SOURCE DOCUMENT

* Begin *

Hacker News new | ask | show | jobs
by cryptarch 3464 days ago
It would cost about $30m a year if you tailor the system to flagging specific data for storage and don't naively store every moment (e.g. you scrap silent moments and use VBR encoding).

Storing a year's worth of 96kbps audio costs 380GB. If you don't record silence and you assume the people around an Alexa are only speaking for at most 4 hours a day on average, that goes down to 76GB a year.

So if you then assume 5m Alexa's are active at any given point in time that works out to 380k PB. Ok, that doesn't work yet.

However, if you then layer on a flagging system, where only certain users' full record is stored, or only "suspicious incidents" are stored, and you get this down to only flagging 0.1% of all data, you arrive at 380PB of storage.

Amazon Glacier costs about $88.000 a year per PB, but there's a profit margin included in that, so I'll assume it costs Amazon just $75k a year.

In conclusion, it would cost Amazon about $28.5m a year to run such a system. That's certainly within the realm of possibility and of what LE/SIGINT clients would pay; I assume the NSA would gladly pay that sum x100 for that capability. Sounds like it'd be booming business for Amazon.

5 comments

I think you're orders of magnitude off in marginal cost estimates for glacier users. Datacenters are being built out for a small number of commercial users (e.g. Amazon's core business) and the size of modern HDDs would lead me to estimate that storage is about free in a modern datacenter, the scarce resource is disk-time for read/write operations. That is, projects like glacier let Amazon sell disk that would have otherwise been stranded.

It is also the case that a consumer level service like glacier presumably has more redundancy than what might be needed for best-effort storage of these recordings, where losing any fraction of them wouldn't really be a problem.

I'm not in the datacenter business, so I've been conservative for lack of experience with storage at PB scale.

I've chosen to err on the side of estimating it to be more expensive, because I think that makes the end result more convincing:

30m is chump change for parties like Amazon, and in reality it'll cost significantly less. 1m might well do. Maybe it's less still. You could combine flagging users with flagging low-certainty or keyword-containing transcriptions.

Either way, you don't need collusion with intelligence parties, just an unscrupulous or naive exac at Amazon that thinks the data might be worth a lot for training future learning models. Of course the more sinister but legal reselling to government agencies is a financially attractive option as well.

I really like the math here, but isn't this a bit pointless? The system wants to parse meaning from audio; storing just the text it parsed is a lot smaller. Store just the text and whatever machine learning score of how probable the text is correctly parsed and that sounds like something prosecutors would love to bring into court: "Please read this line and let's see what score you get . . . "
For improvements they'd store the raw input so that when a mistake happens they can manually try to figure out why the machine got it wrong (e.g. a hi-hat was hit while they were saying "deuce" so it sounded like "douche").

* End *

GIVEN PROBLEM 1
Print the passage of the thread starting with "It is also the" and going on through "or keyword-containing transcriptions.", word for word.

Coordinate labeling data
* Begin *

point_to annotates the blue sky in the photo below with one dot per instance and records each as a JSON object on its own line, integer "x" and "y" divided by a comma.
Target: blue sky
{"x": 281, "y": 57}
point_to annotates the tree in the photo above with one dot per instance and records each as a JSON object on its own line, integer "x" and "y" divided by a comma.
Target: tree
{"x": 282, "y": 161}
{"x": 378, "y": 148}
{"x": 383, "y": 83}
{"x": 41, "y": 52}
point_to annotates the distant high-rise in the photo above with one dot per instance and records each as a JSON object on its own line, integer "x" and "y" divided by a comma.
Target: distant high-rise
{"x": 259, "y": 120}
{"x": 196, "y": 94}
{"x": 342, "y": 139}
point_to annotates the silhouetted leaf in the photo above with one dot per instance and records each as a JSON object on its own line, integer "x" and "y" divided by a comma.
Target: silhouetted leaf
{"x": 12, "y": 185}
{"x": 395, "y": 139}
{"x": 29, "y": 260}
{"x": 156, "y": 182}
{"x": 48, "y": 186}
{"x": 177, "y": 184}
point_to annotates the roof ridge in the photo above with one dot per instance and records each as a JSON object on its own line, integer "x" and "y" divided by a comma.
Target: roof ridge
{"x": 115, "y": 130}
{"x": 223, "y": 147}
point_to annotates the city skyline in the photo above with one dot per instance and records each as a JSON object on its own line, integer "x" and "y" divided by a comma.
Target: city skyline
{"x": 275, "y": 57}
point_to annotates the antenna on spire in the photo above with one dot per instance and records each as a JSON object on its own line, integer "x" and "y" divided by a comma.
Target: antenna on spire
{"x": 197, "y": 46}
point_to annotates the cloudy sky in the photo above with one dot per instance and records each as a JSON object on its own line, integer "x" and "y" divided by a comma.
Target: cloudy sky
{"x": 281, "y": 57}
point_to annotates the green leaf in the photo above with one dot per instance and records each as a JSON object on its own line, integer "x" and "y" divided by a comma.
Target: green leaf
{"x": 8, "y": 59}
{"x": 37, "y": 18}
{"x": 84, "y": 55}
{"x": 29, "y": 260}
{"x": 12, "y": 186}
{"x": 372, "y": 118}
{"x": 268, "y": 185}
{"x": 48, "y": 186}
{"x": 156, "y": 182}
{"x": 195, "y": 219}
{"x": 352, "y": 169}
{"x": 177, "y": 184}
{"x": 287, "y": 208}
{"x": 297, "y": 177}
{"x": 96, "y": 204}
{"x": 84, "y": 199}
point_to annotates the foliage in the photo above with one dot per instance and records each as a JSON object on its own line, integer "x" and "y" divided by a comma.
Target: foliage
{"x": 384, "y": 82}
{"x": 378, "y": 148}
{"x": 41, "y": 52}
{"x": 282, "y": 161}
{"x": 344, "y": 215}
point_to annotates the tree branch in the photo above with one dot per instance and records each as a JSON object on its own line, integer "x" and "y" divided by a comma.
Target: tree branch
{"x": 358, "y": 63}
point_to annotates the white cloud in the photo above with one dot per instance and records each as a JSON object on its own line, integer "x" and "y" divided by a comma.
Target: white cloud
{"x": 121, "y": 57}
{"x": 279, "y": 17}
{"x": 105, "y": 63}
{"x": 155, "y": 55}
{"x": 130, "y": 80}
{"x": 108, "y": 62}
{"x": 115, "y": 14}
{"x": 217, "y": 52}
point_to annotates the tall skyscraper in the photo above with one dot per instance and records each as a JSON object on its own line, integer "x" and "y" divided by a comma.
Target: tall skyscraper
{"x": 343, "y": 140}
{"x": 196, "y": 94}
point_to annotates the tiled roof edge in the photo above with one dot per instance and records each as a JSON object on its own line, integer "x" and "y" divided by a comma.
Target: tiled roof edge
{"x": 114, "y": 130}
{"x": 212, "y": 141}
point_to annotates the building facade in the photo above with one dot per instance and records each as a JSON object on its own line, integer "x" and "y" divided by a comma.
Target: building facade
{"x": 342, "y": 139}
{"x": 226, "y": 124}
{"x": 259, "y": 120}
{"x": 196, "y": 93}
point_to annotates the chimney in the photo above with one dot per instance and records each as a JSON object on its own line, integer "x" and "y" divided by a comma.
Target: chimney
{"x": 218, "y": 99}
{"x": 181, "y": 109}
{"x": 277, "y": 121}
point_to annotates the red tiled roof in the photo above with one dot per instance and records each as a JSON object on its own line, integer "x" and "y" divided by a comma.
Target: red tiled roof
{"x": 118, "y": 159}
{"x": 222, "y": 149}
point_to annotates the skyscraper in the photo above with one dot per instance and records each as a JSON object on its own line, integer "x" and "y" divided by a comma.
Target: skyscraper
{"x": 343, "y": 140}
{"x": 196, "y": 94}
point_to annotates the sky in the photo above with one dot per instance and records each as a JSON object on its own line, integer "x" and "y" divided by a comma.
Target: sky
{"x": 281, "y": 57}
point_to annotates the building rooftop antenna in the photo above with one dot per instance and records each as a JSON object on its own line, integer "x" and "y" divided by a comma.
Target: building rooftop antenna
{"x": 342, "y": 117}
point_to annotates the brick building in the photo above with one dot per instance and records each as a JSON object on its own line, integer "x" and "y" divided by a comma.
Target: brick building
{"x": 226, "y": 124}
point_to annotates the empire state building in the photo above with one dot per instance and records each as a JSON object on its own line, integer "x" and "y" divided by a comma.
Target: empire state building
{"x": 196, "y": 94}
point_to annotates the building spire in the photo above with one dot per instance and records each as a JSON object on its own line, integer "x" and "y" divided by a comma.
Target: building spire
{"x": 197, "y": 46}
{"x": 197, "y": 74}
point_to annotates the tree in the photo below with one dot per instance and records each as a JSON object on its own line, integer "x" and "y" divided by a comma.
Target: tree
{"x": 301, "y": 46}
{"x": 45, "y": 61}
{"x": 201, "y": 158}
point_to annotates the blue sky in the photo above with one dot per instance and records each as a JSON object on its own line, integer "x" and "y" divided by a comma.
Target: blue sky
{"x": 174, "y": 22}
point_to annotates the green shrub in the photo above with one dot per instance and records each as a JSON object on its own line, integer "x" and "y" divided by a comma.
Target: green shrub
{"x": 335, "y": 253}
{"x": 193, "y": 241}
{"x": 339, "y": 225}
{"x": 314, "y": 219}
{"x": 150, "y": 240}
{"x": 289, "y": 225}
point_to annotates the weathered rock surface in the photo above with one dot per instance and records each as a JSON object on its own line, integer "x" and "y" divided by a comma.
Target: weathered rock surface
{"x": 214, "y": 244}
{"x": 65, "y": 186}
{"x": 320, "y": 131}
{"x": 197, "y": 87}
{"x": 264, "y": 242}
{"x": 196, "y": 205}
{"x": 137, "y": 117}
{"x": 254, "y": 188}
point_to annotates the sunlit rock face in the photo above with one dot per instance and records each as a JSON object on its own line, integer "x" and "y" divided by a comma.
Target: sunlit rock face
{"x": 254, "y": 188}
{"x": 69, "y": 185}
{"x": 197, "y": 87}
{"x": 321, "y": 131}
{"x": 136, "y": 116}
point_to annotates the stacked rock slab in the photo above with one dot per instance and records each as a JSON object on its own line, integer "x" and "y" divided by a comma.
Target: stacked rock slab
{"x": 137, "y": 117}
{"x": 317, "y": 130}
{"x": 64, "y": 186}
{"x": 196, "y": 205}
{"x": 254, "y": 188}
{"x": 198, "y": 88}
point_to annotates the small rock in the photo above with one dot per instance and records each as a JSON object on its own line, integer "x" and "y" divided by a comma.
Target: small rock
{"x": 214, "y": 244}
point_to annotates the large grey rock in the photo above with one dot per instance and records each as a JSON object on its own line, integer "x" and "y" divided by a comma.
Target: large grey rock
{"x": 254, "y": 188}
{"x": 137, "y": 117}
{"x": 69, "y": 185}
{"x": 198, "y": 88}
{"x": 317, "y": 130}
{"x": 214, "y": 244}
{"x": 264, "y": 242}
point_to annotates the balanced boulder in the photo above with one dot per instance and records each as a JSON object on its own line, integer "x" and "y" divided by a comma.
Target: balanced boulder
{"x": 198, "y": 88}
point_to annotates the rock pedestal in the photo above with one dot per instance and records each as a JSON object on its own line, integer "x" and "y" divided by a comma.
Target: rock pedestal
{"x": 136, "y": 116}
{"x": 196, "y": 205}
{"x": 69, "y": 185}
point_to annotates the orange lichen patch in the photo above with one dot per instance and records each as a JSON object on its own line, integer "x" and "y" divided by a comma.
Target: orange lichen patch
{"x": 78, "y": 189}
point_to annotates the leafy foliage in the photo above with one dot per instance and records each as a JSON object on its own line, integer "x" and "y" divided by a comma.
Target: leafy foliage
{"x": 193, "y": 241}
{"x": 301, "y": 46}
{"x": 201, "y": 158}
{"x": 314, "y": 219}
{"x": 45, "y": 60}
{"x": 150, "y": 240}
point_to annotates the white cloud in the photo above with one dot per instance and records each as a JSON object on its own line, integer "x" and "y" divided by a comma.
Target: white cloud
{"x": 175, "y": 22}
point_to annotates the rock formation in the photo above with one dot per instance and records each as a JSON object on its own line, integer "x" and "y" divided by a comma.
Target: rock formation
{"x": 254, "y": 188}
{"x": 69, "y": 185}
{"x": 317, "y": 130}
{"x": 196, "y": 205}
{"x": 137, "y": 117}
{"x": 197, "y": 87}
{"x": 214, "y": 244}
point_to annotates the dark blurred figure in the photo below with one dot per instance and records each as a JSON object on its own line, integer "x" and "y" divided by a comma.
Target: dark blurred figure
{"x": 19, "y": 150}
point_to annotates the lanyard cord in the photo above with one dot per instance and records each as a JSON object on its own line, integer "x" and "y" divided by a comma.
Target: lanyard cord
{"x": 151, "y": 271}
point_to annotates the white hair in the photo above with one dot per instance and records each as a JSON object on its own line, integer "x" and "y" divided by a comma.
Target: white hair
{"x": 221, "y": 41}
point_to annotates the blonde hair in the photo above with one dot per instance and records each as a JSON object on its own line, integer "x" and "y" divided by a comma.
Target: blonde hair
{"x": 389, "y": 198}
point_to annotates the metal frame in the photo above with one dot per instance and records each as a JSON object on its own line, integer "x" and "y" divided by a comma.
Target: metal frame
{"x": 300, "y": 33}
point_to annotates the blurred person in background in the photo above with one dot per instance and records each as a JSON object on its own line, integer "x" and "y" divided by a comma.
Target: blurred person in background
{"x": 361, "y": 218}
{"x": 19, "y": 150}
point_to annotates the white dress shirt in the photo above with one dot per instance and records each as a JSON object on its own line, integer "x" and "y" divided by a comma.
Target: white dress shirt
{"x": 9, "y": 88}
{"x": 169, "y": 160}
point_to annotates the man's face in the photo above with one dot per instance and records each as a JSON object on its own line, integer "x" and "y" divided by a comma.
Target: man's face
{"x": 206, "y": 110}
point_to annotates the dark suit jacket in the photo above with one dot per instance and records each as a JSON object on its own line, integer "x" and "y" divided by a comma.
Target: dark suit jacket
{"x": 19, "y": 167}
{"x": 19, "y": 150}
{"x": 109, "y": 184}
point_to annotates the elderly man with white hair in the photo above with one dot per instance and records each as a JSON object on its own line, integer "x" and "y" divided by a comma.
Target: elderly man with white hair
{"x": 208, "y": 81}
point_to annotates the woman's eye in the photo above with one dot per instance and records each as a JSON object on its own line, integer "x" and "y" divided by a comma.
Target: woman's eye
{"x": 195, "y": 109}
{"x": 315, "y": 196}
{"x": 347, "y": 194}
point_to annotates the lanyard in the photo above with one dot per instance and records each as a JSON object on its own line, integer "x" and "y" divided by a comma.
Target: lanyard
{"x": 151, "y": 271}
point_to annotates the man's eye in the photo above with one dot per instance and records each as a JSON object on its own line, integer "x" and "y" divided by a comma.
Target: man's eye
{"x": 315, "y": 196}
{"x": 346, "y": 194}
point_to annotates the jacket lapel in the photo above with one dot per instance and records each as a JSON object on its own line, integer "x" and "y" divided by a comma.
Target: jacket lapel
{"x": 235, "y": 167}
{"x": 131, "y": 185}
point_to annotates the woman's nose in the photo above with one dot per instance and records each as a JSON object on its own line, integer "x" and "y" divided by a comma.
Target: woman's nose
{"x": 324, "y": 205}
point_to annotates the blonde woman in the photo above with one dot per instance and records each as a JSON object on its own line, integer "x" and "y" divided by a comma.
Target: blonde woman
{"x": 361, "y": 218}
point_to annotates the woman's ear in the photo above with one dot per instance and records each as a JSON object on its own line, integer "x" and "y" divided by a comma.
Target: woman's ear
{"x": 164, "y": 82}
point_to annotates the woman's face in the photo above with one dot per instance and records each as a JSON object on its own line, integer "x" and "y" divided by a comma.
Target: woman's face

* End *

GIVEN PROBLEM 2
Give back the rows starting with the line with "point_to annotates the jacket" and going on through the end of the rows, unchanged.

EXERCISE SOLUTION 1
It is also the case that a consumer level service like glacier presumably has more redundancy than what might be needed for best-effort storage of these recordings, where losing any fraction of them wouldn't really be a problem.

I'm not in the datacenter business, so I've been conservative for lack of experience with storage at PB scale.

I've chosen to err on the side of estimating it to be more expensive, because I think that makes the end result more convincing:

30m is chump change for parties like Amazon, and in reality it'll cost significantly less. 1m might well do. Maybe it's less still. You could combine flagging users with flagging low-certainty or keyword-containing transcriptions.

EXERCISE SOLUTION 2
point_to annotates the jacket lapel in the photo above with one dot per instance and records each as a JSON object on its own line, integer "x" and "y" divided by a comma.
Target: jacket lapel
{"x": 235, "y": 167}
{"x": 131, "y": 185}
point_to annotates the woman's nose in the photo above with one dot per instance and records each as a JSON object on its own line, integer "x" and "y" divided by a comma.
Target: woman's nose
{"x": 324, "y": 205}
point_to annotates the blonde woman in the photo above with one dot per instance and records each as a JSON object on its own line, integer "x" and "y" divided by a comma.
Target: blonde woman
{"x": 361, "y": 218}
point_to annotates the woman's ear in the photo above with one dot per instance and records each as a JSON object on its own line, integer "x" and "y" divided by a comma.
Target: woman's ear
{"x": 164, "y": 82}
point_to annotates the woman's face in the photo above with one dot per instance and records each as a JSON object on its own line, integer "x" and "y" divided by a comma.
Target: woman's face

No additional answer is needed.